------ Source records ------

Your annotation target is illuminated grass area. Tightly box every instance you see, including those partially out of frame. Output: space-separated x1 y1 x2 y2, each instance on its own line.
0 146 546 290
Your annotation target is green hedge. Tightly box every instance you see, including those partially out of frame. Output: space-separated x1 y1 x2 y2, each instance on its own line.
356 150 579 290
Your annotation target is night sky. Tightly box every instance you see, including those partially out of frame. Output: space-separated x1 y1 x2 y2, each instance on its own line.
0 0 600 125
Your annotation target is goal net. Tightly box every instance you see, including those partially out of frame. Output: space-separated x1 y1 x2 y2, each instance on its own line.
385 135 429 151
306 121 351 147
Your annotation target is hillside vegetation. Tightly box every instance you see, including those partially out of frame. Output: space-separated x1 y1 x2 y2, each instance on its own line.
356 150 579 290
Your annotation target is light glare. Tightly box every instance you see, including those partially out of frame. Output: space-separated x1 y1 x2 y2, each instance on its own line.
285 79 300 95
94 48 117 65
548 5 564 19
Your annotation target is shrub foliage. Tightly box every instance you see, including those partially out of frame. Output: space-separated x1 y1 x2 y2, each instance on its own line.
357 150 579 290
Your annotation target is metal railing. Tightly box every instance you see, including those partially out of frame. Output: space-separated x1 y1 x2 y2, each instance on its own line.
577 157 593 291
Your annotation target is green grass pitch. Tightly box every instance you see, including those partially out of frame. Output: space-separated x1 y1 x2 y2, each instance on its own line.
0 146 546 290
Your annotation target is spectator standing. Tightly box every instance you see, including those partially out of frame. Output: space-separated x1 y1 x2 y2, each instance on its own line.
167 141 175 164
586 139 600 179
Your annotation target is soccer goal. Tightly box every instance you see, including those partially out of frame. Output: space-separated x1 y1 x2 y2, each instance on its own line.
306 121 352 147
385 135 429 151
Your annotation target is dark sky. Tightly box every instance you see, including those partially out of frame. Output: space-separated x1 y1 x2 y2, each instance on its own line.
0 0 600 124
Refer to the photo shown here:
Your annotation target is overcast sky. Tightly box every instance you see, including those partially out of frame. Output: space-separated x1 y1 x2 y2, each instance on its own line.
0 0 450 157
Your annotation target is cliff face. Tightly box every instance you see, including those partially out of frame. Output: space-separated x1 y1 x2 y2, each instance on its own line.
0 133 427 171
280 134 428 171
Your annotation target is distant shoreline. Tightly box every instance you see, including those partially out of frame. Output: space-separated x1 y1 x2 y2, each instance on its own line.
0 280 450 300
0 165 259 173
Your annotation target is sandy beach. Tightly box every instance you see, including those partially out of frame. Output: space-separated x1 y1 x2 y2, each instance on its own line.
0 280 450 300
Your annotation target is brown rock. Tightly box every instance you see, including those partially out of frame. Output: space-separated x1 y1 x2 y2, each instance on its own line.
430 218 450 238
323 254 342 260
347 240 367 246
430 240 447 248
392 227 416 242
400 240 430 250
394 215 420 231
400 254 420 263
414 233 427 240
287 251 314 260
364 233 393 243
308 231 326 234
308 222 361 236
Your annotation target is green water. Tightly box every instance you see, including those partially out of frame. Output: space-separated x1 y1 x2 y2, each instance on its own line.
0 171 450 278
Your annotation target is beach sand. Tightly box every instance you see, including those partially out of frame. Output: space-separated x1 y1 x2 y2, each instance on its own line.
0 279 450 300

------

§ **What is expected**
Rewrite all the entries above, swapping "instance" for "occurrence" and leaving everything else unchanged.

§ **Exercise answer**
Your annotation target is illuminated grass area. Tightly box every occurrence you see, including those partially out of frame. Output: space-separated x1 y1 x2 y2, each occurrence on its own line.
0 146 546 290
Your annotation target is green hedge. Tightly box every occurrence you see, including those partially out of frame. Output: space-separated x1 y1 x2 y2, each occurrence on its own line.
356 150 579 290
Your annotation target is night sky. Tightly box every occurrence you see, including those partially out of frame. Output: space-separated x1 y1 x2 y2, each occurrence on its own line.
0 0 600 125
Your annotation target is goal net. Tightly box every occurrence you see, including those partially out of frame. Output: space-separated x1 y1 x2 y2, each occurrence on its own line.
385 135 429 151
306 121 351 147
Your annotation target is hillside vegetation. Tightly box every occurrence you see, including those partially out of frame. Output: space-separated x1 y1 x2 y2, each occurrence on its own line.
356 150 579 290
Your annotation target is light glare. Tightly box every occurrence you see, including those partially out of frame. Output: space-separated x1 y1 x2 y2, each occurrence on its own line.
285 79 300 95
94 48 117 65
548 5 564 19
Your annotation target is shrub foliage. Tightly box every occurrence you see, including those partially out of frame. Output: space-separated x1 y1 x2 y2, each occurrence on its own line.
357 150 579 290
Your annotation target is metal railing. Tightly box every occurrence you see, including those partially out of frame. Output: space-separated x1 y1 x2 y2, each occurrence on its own line.
577 157 593 291
Your annotation target is green grass pitch. Tightly box every occurrence you see, including those partially out of frame. Output: space-separated x1 y1 x2 y2, each occurrence on its own line.
0 146 546 290
Your annotation target is spectator standing. Tightly box every occurrence you see, including those partially out of frame. Output: space-separated x1 y1 x2 y2, each occurrence on its own line.
167 141 175 164
586 139 600 179
Your annotation target is soccer goal. Tightly box every occurrence you see, including those partially out of frame. Output: space-separated x1 y1 x2 y2, each occurrence on its own line.
306 121 352 147
385 135 429 151
Your annotation target is dark sky. Tightly box every occurrence you see, including those partially out of frame. Output: space-separated x1 y1 x2 y2, each occurrence on its own line.
0 0 600 124
Refer to the photo shown here:
Your annotation target is overcast sky. Tightly box every occurrence you see, including those partially out of frame. Output: space-separated x1 y1 x2 y2, each occurrence on its own line.
0 0 450 157
Your annotation target is cliff face. Tightly box every occurrence you see, including those partially out of frame. Output: space-separated x1 y1 x2 y2, each occurrence on its own line.
0 133 427 171
280 134 428 171
Your annotation target is distant shoreline. Tightly box every occurrence you see, including those partially out of frame. Output: space-separated x1 y1 x2 y2, each occurrence on its own line.
0 280 450 300
0 165 259 173
Your annotation target is sandy beach. Tightly box every occurrence you see, including those partially out of frame. Output: space-separated x1 y1 x2 y2, each occurrence on its own line.
0 280 450 300
Your annotation target is brown rock. Tightly box every occurrence you see, including those partially out of frame. Output: space-separated x1 y1 x2 y2, each occurrence on its own line.
430 218 450 238
323 254 342 260
347 240 367 246
430 240 447 248
392 227 416 242
400 240 430 250
394 215 420 231
400 254 420 263
414 233 427 240
287 251 314 260
364 233 393 243
308 231 326 234
308 222 361 236
Your annotation target is green water. Tightly box every occurrence you see, including those partially out of frame. Output: space-separated x1 y1 x2 y2, each occurrence on its own line.
0 171 450 278
Your annotation target is beach sand. Tightly box every occurrence you see, including those partially out of frame. Output: space-separated x1 y1 x2 y2, each occurrence on its own line.
0 279 450 300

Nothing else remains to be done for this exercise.